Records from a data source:
━━━━━━
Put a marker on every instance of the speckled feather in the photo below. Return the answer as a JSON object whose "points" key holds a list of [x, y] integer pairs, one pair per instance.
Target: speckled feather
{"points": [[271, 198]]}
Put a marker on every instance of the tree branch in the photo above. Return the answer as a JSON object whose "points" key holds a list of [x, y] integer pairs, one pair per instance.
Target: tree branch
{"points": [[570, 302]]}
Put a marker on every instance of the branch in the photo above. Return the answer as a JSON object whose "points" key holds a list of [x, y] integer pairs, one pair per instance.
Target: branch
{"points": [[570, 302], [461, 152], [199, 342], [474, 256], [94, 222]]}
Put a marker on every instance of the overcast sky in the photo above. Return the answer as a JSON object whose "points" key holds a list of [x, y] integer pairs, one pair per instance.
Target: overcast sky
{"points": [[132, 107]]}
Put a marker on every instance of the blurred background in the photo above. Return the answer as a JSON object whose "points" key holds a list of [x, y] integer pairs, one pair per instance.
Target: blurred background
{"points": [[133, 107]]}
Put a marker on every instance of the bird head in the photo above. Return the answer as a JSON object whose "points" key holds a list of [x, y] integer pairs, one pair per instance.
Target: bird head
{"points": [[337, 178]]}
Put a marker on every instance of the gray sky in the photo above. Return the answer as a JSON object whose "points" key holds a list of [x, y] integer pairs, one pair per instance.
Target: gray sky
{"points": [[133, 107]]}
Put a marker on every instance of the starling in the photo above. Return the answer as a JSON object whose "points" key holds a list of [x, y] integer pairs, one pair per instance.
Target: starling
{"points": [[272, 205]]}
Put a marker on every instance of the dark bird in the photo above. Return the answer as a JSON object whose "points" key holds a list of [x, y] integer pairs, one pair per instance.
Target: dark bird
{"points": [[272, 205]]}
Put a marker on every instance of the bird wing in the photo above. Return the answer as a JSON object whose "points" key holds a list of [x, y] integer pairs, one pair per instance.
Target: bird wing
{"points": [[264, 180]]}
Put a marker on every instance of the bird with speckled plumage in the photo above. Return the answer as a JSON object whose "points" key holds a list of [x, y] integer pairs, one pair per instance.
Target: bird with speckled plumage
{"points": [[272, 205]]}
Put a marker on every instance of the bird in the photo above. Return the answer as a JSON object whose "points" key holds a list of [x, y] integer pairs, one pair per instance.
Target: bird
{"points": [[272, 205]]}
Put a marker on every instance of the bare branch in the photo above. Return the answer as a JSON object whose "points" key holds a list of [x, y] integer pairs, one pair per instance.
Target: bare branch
━━━━━━
Set the data down again in full, exactly as given.

Put a marker on every instance of the speckled feather in the photo below. Return the answer as a JSON object whose "points" key holds a list of [x, y] integer pairs, one pair per instance.
Target: speckled feather
{"points": [[271, 198]]}
Put a marker on every instance of the tree branch in the photo above. Return the answer as a JSON object whose "points" key holds a list of [x, y] integer pairs, one pair per instance.
Target: tree branch
{"points": [[570, 302]]}
Put a marker on every instance of the branch in the photo above. Return the answer as a JSON object whose "points" key holds a list of [x, y] integer pairs, one pair per instance.
Target: branch
{"points": [[570, 302], [461, 152], [199, 342], [474, 256], [94, 222]]}
Put a marker on every instance of the overcast sky in the photo above. Return the answer as a JSON object whose "points" key holds a list of [x, y] integer pairs, one pair per instance.
Target: overcast sky
{"points": [[132, 107]]}
Put a marker on every instance of the blurred background in the photo above. Return the answer as a JSON object whose "points" key holds a list of [x, y] integer pairs, one pair per instance.
Target: blurred background
{"points": [[133, 107]]}
Put a marker on every instance of the bird head in the photo above. Return the answer as a JSON object whose "points" key holds a list of [x, y] integer pairs, one pair per instance.
Target: bird head
{"points": [[337, 178]]}
Put a marker on every instance of the gray sky in the photo above. Return the answer as a JSON object whose "points" key holds a list of [x, y] integer pairs, one pair per instance.
Target: gray sky
{"points": [[133, 107]]}
Put a marker on every instance of the starling in the photo above. Return the answer as a JSON object whose "points" key holds a list of [x, y] integer pairs, one pair per instance.
Target: starling
{"points": [[272, 205]]}
Put a marker on every instance of the dark bird in the photo above. Return the answer as a JSON object whose "points" key holds a list of [x, y] integer pairs, one pair per instance.
Target: dark bird
{"points": [[272, 205]]}
Put a marker on every instance of the bird wing in the photo above. Return the answer as a JSON object whose "points" key holds a list of [x, y] integer pairs, one pair per instance.
Target: bird wing
{"points": [[264, 180]]}
Put a marker on every instance of the bird with speckled plumage in the photo above. Return the answer as a JSON object whose "points" key holds a list of [x, y] integer pairs, one pair per instance.
Target: bird with speckled plumage
{"points": [[272, 205]]}
Put a marker on every instance of the bird in the photo above. Return the answer as a JSON object whose "points" key holds a list of [x, y] integer pairs, one pair per instance.
Target: bird
{"points": [[272, 205]]}
Put a marker on every instance of the bare branch in the photo above. Return the answer as a JSON object whose "points" key holds a list of [x, y] integer pairs, one pair per instance.
Target: bare branch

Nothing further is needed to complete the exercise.